▶ Recorded information
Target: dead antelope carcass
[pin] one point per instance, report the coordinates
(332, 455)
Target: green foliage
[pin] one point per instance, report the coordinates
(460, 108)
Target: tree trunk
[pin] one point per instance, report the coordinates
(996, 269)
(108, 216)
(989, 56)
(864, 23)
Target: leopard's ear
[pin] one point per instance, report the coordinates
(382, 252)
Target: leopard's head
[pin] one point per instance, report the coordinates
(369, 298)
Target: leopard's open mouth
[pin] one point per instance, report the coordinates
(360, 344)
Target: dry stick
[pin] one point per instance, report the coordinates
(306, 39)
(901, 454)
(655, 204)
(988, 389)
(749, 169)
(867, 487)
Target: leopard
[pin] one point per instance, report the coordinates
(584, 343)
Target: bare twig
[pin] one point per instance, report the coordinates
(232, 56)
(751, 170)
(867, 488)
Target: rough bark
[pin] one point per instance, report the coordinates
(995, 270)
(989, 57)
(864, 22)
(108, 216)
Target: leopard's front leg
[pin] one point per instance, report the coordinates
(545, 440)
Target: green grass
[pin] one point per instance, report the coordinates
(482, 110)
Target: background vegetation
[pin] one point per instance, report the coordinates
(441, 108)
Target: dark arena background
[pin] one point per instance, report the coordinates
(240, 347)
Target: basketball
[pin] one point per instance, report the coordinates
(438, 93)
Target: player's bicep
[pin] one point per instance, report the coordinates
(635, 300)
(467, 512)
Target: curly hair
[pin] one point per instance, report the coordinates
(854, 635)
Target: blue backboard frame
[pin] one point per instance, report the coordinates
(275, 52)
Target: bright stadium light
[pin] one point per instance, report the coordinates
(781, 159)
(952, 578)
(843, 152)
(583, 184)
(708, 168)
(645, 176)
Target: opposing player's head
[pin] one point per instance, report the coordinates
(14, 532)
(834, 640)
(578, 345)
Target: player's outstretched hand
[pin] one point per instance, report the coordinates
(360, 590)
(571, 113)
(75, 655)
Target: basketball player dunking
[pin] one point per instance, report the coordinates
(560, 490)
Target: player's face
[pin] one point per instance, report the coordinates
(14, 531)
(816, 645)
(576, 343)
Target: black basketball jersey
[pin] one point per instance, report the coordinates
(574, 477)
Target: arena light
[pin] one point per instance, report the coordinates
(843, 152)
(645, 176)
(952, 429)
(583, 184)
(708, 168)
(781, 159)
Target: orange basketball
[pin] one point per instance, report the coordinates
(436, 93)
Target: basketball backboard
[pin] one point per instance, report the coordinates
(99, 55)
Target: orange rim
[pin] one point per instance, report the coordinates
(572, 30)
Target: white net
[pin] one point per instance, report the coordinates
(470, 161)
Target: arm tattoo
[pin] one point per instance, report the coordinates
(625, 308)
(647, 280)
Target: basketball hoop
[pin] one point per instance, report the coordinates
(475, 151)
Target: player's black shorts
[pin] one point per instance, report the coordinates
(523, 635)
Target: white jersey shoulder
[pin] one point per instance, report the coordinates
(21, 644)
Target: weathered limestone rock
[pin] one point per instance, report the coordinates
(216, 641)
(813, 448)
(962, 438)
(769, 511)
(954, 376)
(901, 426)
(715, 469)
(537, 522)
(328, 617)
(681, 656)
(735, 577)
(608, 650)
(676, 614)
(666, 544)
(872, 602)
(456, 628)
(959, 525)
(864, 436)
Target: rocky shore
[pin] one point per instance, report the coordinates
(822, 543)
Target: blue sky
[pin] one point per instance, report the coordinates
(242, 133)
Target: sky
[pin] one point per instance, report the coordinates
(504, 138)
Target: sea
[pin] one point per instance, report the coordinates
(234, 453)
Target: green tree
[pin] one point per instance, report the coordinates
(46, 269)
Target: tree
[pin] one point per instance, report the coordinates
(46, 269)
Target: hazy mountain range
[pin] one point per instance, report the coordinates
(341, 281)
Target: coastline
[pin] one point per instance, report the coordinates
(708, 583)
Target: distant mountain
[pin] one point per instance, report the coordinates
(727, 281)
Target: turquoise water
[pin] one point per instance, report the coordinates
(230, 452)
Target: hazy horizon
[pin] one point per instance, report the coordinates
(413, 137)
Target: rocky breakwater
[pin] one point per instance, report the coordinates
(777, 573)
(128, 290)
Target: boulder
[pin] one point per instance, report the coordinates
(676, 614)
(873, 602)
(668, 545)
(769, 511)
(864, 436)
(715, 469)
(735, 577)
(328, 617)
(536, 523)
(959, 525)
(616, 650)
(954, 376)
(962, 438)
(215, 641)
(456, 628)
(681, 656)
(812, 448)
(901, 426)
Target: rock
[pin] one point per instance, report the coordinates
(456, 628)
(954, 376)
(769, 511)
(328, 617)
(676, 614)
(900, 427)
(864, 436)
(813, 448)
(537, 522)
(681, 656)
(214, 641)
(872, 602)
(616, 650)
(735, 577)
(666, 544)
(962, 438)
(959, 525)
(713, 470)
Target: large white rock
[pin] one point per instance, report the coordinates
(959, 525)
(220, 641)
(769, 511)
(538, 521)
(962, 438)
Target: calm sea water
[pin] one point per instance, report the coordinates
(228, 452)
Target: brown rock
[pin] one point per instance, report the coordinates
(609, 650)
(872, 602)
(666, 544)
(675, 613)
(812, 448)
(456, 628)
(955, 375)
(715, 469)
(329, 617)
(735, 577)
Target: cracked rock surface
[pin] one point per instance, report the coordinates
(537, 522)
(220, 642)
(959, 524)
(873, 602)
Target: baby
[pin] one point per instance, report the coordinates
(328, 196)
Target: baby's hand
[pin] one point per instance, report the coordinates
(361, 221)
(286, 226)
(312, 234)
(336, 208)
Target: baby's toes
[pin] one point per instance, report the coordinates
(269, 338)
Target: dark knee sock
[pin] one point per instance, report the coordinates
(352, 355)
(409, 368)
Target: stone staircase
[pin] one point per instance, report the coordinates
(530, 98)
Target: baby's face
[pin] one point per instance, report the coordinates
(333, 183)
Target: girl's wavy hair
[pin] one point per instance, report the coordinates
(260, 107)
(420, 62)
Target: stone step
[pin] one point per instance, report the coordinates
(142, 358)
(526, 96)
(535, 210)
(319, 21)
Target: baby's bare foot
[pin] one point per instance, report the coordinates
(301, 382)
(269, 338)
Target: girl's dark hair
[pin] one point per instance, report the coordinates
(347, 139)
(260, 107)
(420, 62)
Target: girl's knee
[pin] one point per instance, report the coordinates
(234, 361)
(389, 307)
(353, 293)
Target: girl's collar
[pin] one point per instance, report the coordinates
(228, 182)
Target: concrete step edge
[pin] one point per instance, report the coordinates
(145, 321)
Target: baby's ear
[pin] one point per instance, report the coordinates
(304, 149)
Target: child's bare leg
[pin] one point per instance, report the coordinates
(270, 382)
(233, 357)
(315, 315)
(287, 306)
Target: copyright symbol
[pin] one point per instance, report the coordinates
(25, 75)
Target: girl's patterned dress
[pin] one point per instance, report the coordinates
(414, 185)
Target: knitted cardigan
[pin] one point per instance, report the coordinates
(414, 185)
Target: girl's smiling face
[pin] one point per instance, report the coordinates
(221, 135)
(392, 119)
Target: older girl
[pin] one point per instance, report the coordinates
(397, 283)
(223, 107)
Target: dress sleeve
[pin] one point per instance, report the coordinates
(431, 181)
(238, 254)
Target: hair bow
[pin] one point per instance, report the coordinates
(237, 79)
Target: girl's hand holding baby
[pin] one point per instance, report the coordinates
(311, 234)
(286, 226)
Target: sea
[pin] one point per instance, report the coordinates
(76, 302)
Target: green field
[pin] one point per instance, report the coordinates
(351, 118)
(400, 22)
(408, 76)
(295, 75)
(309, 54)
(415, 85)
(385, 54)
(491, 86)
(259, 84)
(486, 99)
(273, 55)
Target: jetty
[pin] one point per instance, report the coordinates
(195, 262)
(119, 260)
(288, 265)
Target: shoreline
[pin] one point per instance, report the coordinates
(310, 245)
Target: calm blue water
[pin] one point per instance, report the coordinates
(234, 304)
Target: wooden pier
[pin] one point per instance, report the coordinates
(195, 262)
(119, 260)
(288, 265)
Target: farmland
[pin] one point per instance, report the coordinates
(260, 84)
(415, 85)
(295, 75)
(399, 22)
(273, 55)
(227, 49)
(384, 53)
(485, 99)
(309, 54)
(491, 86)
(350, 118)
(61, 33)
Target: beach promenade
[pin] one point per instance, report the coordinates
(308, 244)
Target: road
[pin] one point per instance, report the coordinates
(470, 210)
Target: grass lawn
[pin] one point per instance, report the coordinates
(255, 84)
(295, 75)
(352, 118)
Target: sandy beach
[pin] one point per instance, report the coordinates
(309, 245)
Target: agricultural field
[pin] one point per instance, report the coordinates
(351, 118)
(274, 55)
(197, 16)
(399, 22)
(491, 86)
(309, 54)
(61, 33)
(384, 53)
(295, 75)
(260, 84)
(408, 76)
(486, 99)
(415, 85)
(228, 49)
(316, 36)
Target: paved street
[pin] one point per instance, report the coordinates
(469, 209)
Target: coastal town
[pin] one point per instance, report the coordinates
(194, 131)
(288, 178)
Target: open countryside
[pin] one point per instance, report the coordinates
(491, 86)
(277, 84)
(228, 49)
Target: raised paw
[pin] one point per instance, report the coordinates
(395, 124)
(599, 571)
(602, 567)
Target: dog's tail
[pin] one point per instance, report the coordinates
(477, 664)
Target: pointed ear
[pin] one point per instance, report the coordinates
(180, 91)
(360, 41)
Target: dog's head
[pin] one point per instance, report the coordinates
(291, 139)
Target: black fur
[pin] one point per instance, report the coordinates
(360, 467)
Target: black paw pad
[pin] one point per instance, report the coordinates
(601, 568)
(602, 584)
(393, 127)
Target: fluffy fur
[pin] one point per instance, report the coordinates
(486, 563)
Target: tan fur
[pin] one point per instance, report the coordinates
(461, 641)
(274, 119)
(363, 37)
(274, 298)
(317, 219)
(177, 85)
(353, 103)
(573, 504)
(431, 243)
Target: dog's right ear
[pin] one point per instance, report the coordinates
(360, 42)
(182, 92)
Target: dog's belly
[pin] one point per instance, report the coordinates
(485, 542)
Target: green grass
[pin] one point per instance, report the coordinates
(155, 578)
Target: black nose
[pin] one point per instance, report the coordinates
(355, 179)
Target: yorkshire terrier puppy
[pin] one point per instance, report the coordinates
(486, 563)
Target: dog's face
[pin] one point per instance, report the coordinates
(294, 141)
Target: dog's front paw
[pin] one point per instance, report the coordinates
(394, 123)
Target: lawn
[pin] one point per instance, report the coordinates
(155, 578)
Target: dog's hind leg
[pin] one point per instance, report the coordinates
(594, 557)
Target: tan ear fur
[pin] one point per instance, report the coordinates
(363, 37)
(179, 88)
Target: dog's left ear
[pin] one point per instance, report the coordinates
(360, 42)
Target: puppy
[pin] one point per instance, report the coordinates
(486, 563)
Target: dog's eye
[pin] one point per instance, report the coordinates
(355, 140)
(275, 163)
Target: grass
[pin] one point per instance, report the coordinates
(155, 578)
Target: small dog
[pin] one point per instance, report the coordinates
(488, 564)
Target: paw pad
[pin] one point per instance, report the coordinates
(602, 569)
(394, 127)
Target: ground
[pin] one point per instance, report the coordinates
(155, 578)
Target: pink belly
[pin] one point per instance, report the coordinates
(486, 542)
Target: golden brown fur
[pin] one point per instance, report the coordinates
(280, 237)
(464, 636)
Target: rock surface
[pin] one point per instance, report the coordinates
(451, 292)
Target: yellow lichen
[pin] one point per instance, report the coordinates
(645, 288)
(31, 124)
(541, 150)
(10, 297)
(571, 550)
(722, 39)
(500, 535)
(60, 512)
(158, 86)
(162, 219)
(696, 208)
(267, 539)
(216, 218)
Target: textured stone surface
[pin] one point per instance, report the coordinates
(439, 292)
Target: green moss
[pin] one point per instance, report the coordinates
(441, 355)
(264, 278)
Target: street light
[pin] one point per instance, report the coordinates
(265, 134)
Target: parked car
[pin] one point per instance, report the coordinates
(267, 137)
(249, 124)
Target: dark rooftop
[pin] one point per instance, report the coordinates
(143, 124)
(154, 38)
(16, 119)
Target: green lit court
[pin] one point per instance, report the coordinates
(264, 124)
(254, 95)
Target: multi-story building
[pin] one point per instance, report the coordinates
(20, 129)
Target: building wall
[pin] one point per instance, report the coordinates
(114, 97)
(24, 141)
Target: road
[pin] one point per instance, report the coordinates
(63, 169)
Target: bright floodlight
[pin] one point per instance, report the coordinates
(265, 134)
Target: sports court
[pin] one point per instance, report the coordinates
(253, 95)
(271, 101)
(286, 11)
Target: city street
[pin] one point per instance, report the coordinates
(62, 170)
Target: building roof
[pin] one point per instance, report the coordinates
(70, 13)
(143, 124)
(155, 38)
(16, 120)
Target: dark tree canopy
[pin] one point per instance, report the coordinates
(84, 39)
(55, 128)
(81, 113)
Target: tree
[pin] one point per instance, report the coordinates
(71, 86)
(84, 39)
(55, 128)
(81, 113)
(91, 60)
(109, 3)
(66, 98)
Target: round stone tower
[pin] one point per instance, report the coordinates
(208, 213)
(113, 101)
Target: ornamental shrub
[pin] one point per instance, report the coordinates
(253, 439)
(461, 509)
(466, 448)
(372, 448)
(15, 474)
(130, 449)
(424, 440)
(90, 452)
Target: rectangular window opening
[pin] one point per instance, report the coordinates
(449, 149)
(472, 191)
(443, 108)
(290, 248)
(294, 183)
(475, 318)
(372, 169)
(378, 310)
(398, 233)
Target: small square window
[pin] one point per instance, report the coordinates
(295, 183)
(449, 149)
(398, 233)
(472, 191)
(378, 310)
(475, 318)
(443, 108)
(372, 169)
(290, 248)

▶ What you are asked to do
Lines holding the string "baby" must be copied out of the entries above.

▶ Result for this task
Target: baby
Target: baby's hand
Target: baby's toes
Target: baby's face
Target: baby's bare foot
Target: baby's ear
Target: girl's hand holding baby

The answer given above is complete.